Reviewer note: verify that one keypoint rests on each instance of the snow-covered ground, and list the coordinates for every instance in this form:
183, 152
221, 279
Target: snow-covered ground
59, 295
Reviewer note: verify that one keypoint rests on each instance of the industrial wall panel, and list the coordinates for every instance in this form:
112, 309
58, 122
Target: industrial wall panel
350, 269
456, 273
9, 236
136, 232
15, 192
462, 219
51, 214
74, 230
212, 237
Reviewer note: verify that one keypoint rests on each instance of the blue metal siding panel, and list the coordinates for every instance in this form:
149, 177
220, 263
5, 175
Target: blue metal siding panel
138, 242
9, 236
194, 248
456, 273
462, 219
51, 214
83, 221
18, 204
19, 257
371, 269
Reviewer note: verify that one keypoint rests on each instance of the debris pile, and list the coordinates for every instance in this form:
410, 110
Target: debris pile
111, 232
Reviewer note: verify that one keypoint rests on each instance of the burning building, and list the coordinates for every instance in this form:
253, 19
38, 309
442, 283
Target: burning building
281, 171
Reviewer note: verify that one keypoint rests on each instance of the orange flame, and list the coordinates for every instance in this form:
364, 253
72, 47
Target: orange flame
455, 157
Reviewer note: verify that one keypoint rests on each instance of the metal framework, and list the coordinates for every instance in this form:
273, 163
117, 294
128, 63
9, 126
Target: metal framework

◆ WHAT TO PRODUCE: Show every line of the entries above where the word "framework" occurs.

◆ OUTPUT FOR THIS EXERCISE:
Reviewer note: verify that one keypoint rests on each instance of the metal framework, and list the coordinates for every instance in this form:
Target: metal framework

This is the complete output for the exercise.